* Task directions *
Retype every entry exactly, character for character.

########################################

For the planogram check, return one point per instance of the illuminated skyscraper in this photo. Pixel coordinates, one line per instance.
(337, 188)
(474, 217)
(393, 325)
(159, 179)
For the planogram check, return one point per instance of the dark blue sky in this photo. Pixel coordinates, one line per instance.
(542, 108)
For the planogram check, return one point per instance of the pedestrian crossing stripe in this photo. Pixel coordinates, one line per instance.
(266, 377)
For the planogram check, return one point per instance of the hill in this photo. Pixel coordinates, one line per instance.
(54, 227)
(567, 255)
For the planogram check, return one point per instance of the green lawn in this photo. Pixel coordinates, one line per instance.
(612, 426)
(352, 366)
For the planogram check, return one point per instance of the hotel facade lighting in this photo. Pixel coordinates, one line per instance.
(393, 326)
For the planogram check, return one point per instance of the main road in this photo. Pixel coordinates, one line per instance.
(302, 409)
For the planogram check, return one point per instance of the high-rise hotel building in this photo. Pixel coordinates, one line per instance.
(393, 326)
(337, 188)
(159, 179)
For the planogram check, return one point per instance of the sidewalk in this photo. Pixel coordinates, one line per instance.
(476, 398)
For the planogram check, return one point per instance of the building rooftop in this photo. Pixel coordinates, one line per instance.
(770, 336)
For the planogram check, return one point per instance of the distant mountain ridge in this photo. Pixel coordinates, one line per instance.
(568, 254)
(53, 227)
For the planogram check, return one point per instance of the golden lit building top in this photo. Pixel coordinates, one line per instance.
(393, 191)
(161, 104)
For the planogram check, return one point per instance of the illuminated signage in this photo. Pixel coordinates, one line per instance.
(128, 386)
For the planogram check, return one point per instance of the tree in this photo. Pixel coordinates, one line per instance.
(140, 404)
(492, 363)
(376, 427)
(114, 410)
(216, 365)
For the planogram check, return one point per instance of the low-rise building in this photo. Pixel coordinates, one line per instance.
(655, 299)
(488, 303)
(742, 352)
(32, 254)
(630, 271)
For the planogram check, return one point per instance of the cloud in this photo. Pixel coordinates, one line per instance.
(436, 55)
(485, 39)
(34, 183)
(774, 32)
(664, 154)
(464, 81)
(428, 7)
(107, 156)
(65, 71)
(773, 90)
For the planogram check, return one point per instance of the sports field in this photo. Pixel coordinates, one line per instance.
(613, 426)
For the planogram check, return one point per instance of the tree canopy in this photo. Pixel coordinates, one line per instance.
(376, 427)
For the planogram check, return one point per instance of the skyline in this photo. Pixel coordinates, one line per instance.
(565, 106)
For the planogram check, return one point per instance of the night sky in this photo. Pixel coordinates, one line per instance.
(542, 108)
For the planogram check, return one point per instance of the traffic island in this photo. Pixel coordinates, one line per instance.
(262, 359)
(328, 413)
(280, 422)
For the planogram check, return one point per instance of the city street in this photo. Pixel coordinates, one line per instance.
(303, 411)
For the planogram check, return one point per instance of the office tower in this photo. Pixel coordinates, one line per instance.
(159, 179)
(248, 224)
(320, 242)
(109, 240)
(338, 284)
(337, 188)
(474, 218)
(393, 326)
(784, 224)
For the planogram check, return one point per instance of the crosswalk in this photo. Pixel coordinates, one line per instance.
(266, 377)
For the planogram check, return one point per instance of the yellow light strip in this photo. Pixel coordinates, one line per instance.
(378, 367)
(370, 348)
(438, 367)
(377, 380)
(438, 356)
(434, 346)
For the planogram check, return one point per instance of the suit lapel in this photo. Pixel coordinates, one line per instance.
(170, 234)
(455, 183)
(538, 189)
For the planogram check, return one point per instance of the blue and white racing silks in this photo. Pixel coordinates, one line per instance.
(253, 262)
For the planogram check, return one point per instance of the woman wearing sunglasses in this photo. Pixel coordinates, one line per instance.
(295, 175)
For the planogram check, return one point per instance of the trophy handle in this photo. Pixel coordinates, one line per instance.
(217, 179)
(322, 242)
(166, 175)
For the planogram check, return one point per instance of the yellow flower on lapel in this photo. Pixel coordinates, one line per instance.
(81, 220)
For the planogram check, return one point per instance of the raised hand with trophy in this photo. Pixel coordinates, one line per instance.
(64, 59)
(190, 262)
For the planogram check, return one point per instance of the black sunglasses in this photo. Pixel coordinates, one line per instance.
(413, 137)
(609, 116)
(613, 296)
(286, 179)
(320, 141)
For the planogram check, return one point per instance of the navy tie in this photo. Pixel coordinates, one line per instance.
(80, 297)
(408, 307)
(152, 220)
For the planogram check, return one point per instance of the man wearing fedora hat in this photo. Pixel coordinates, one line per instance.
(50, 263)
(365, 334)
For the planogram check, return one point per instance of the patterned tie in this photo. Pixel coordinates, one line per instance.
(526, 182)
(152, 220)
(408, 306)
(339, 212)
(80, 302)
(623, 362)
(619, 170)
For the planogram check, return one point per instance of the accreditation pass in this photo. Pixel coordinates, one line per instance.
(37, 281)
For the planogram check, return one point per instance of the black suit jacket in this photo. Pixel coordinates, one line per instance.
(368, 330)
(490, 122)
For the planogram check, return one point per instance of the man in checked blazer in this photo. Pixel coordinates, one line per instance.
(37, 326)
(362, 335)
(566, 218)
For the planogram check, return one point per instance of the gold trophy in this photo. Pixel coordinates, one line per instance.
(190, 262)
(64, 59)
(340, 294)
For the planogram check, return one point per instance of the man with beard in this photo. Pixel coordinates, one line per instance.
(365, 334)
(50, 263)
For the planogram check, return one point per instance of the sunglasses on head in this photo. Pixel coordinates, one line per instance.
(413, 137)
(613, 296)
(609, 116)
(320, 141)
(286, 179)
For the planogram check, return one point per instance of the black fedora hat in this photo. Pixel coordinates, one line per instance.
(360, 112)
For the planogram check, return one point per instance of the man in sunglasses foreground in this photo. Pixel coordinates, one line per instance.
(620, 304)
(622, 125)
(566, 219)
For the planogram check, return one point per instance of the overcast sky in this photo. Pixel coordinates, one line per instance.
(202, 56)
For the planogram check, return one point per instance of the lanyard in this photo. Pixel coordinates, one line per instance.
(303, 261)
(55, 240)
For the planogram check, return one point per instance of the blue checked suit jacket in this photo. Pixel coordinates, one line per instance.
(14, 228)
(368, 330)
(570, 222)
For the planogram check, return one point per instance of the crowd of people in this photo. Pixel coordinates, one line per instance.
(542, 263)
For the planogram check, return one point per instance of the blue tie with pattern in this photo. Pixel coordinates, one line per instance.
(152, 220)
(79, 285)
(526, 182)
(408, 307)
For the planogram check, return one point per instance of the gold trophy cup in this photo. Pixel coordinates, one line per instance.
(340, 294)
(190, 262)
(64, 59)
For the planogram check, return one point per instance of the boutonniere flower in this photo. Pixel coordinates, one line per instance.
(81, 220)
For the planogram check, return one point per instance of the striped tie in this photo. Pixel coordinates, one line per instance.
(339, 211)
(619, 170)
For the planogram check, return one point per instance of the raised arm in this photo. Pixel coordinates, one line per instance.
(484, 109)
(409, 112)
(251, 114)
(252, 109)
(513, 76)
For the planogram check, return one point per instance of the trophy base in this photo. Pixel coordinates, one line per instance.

########################################

* Exercise solution *
For the planogram check, return one point per instance of the illuminated skyscraper in this photo. Pixel coordinates, one line per instance.
(337, 188)
(474, 217)
(393, 325)
(159, 179)
For the planogram check, return one point per instance of the dark blue sky in this photo. Pixel coordinates, one line per instance.
(542, 108)
For the planogram check, return one point per instance of the pedestrian crossing stripe in this photo. Pixel coordinates, one line per instance.
(266, 377)
For the planogram check, return one point per instance of the hill in this photo. Pixel coordinates, one line per instance.
(54, 227)
(567, 255)
For the planogram check, return one point per instance of the green lawn in this photo. Pixel coordinates, one line per instance.
(612, 426)
(352, 366)
For the planogram check, return one point per instance of the hotel facade lighting in this photo. Pixel coordinates, one line per instance.
(393, 326)
For the planogram check, return one point per instance of the main road in this photo. Pixel coordinates, one line per instance.
(302, 409)
For the planogram check, return one point per instance of the high-rise hotel building in this photo. Pixel coordinates, one line per instance.
(393, 326)
(337, 188)
(159, 179)
For the planogram check, return one point per instance of the sidewalk in this photo. Pixel coordinates, one line per instance.
(476, 398)
For the planogram check, return one point per instance of the building rooftop in this photo. Pixel coordinates, one line per instance.
(770, 336)
For the planogram check, return one point per instance of the distant mountain ridge in this photo. Pixel coordinates, one line per instance.
(568, 254)
(53, 227)
For the planogram check, return one point per instance of the golden lit building top in this photo. Pixel coordinates, one line per instance.
(393, 191)
(161, 104)
For the planogram check, return one point per instance of the illuminated signage in this photo. Pixel coordinates, one line per instance.
(128, 386)
For the planogram check, return one point per instance of the tree in this photo. Pixel coordinates, one line per instance.
(140, 404)
(492, 363)
(376, 427)
(114, 410)
(216, 365)
For the planogram check, return one point per instance of the low-rise building in this photo. Pixel coordinates, one line per instance.
(655, 299)
(488, 303)
(742, 352)
(32, 254)
(630, 271)
For the planogram check, return one point per instance of the cloud in this photo. Pixel coordinates, one line per instance.
(436, 55)
(485, 39)
(34, 183)
(774, 32)
(664, 154)
(464, 81)
(428, 7)
(107, 156)
(65, 71)
(773, 90)
For the planogram check, return one point per instance of the sports field in this photo. Pixel coordinates, one line per instance.
(613, 426)
For the planogram check, return one point per instance of the tree canopy in this photo. Pixel coordinates, one line per instance.
(376, 427)
For the planogram check, return one point per instance of the skyline in this photo. Pixel coordinates, one line per instance.
(565, 106)
For the planogram check, return one point per instance of the night sky in this photo. Pixel coordinates, one line per instance.
(542, 108)
For the planogram check, return one point per instance of the traffic island in this photo. Pixel coordinates, one line per instance.
(262, 359)
(328, 413)
(280, 422)
For the planogram check, return one point per instance of the city street in this photo. Pixel coordinates, one line per instance.
(303, 411)
For the planogram check, return one point per instance of the office tower in this photo. Pixel coordinates, one line per instance.
(159, 179)
(248, 224)
(320, 242)
(109, 240)
(338, 284)
(337, 188)
(474, 218)
(393, 326)
(784, 224)
For the planogram check, return one point per instance of the crosswalk in this photo. Pixel coordinates, one line per instance.
(266, 377)
For the planogram check, return one point per instance of the yellow light strip in this photo. Pixel coordinates, one line per instance.
(378, 367)
(370, 348)
(438, 367)
(377, 380)
(438, 356)
(434, 346)
For the planogram check, return one point per instance of the suit lapel in this photo. Pixel coordinates, one line per instance.
(170, 234)
(455, 183)
(538, 189)
For the planogram check, return one point per instance of the blue and white racing silks in this photo. Pixel coordinates, one line per instance.
(253, 262)
For the planogram check, return one point per instance of the woman wearing sunglasses in this photo. Pixel coordinates, one line per instance.
(295, 175)
For the planogram check, return one point per instance of the trophy handle in this photo. Pixel coordinates, one line per instance.
(217, 179)
(322, 242)
(166, 175)
For the planogram check, return one point per instance of the yellow flower on lapel in this photo. Pixel coordinates, one line per instance.
(81, 220)
For the planogram check, return one point per instance of the raised hand with trophy in this photo. Pixel coordinates, one line per instance.
(64, 59)
(190, 262)
For the planogram check, return one point per instance of the black sunglasses in this photo. Pixel coordinates, one line per instance.
(413, 137)
(609, 116)
(613, 296)
(286, 179)
(320, 141)
For the planogram check, return one point per instance of the navy tie in this photo. Pixel coordinates, one line per instance.
(80, 297)
(408, 307)
(152, 220)
For the planogram check, return one point per instance of the man wearing fedora hat in this photo. Pixel coordinates, one line per instance.
(50, 263)
(365, 334)
For the planogram check, return one point per instance of the patterned tie in this photo. Pixel coordinates, one line per instance.
(526, 182)
(152, 220)
(408, 306)
(339, 212)
(80, 302)
(623, 362)
(619, 170)
For the planogram check, return one point per instance of the accreditation pass in this photo. Pixel coordinates, one line per instance.
(37, 281)
For the planogram check, return one point per instance of the black suit jacket in this photo. Pixel coordinates, one line per instance.
(368, 330)
(490, 122)
For the planogram check, return one point per instance of the man in checked blazer in this photo. Pixel coordinates, one line per instance.
(37, 326)
(362, 335)
(566, 218)
For the planogram check, return one point per instance of the gold trophy in this photo. Pixel coordinates, one line per instance.
(190, 262)
(64, 59)
(340, 294)
For the planogram check, return one point per instance of the man with beard in this photo. Pixel coordinates, one line per instance.
(365, 334)
(50, 263)
For the planogram check, return one point per instance of the sunglasses on head in this photo. Pixel coordinates, one line per instance.
(413, 137)
(613, 296)
(609, 116)
(320, 141)
(286, 179)
For the planogram check, return one point per instance of the black fedora hat in this photo. Pixel coordinates, one line per instance.
(360, 112)
For the planogram check, return one point per instance of the man in sunglasses foreground in this photo. Pixel coordinates, one line per instance.
(620, 304)
(622, 125)
(566, 219)
For the planogram check, return one point per instance of the overcast sky in this photo. Pixel coordinates, one line per instance.
(202, 56)
For the planogram check, return one point per instance of the lanyard in this photo. Pixel coordinates, one line per instance.
(303, 261)
(55, 240)
For the planogram check, return one point per instance of the blue checked suit jacket in this photo. Pixel coordinates, one line per instance.
(14, 228)
(368, 330)
(570, 222)
For the planogram check, return one point per instance of the crowd of people in this photo. Pixel coordinates, one line per instance.
(542, 263)
For the planogram check, return one point per instance of the blue tie with pattern in this photo. Pixel coordinates, one line per instance.
(152, 220)
(79, 285)
(526, 182)
(408, 307)
For the planogram check, return one point per instance of the gold trophy cup in this photo. Pixel coordinates, one line per instance.
(340, 294)
(190, 262)
(64, 59)
For the planogram check, return one point per instance of the boutonniere flower in this photo. Pixel coordinates, one line per instance.
(81, 220)
For the planogram check, return one point per instance of the striped tie in this photo. Pixel coordinates, one line per instance.
(339, 211)
(619, 170)
For the planogram check, return one point per instance of the raised arm in this photo. Pixel coordinates, one line per instance.
(484, 109)
(409, 112)
(251, 114)
(252, 109)
(513, 76)
For the planogram check, return one point per instance of the trophy base in this photo. Pixel coordinates, one line per instance.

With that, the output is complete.